**Work to do**
Please output only the lines that run from the line containing "like x=465 y=529." through the end of the material below, exactly.

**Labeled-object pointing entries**
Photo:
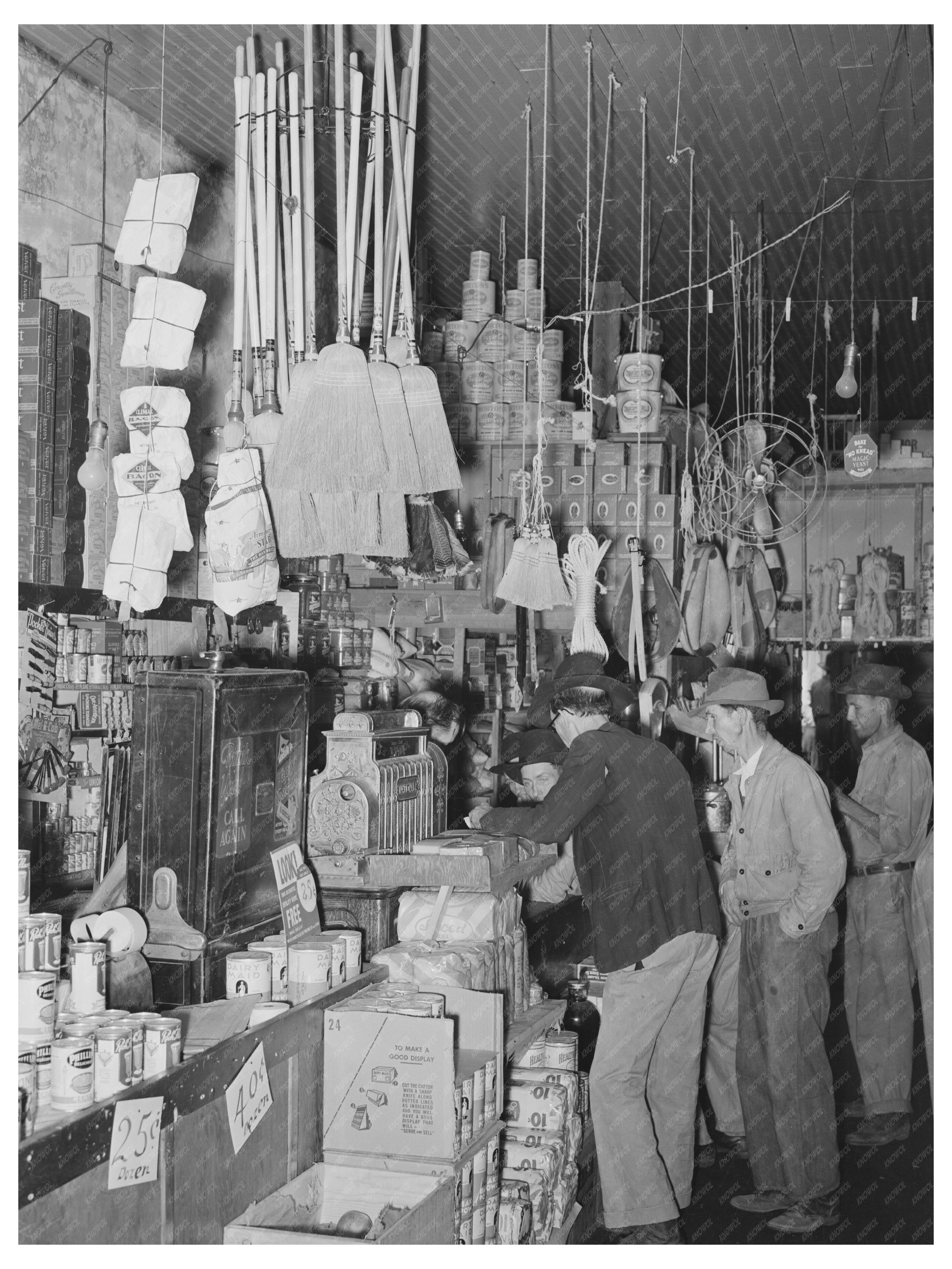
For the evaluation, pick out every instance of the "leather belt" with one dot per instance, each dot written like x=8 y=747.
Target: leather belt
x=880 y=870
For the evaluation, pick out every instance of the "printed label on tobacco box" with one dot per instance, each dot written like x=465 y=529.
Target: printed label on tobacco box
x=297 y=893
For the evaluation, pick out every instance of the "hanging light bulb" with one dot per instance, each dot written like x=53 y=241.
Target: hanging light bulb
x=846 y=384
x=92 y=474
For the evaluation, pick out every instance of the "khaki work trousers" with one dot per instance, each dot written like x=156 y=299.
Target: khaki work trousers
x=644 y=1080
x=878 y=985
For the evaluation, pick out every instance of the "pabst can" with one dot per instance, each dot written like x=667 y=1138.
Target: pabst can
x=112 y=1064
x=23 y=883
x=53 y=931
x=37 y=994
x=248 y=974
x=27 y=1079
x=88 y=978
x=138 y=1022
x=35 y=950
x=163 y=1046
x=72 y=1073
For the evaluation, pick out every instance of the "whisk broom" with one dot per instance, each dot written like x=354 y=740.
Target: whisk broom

**Answer**
For the evaluation, pick out every instance of the "printed label on tobacco box" with one dot per instance, each dot written like x=465 y=529.
Target: printed label on tobacco box
x=297 y=893
For the evaluation, pick out every instance of the "hanging light bulb" with one dot per instance, each dot written like x=53 y=241.
Target: hanging light bulb
x=846 y=384
x=92 y=474
For the evaluation, pick out every instance of the "khaki work trousers" with one dot per instance, each dot written like x=156 y=299.
Target: khaki work trousers
x=644 y=1080
x=878 y=985
For the evaluation, pick out every instance of the "pabst can" with one dot per instance, each dot written like x=667 y=1138.
Target: pabst can
x=112 y=1064
x=23 y=883
x=53 y=931
x=37 y=994
x=248 y=974
x=27 y=1079
x=88 y=978
x=138 y=1022
x=35 y=950
x=163 y=1046
x=72 y=1073
For the evaluation, pick out every instance of the "whisk broom" with one dot per instance, each dot written like x=354 y=740.
Target: whisk broom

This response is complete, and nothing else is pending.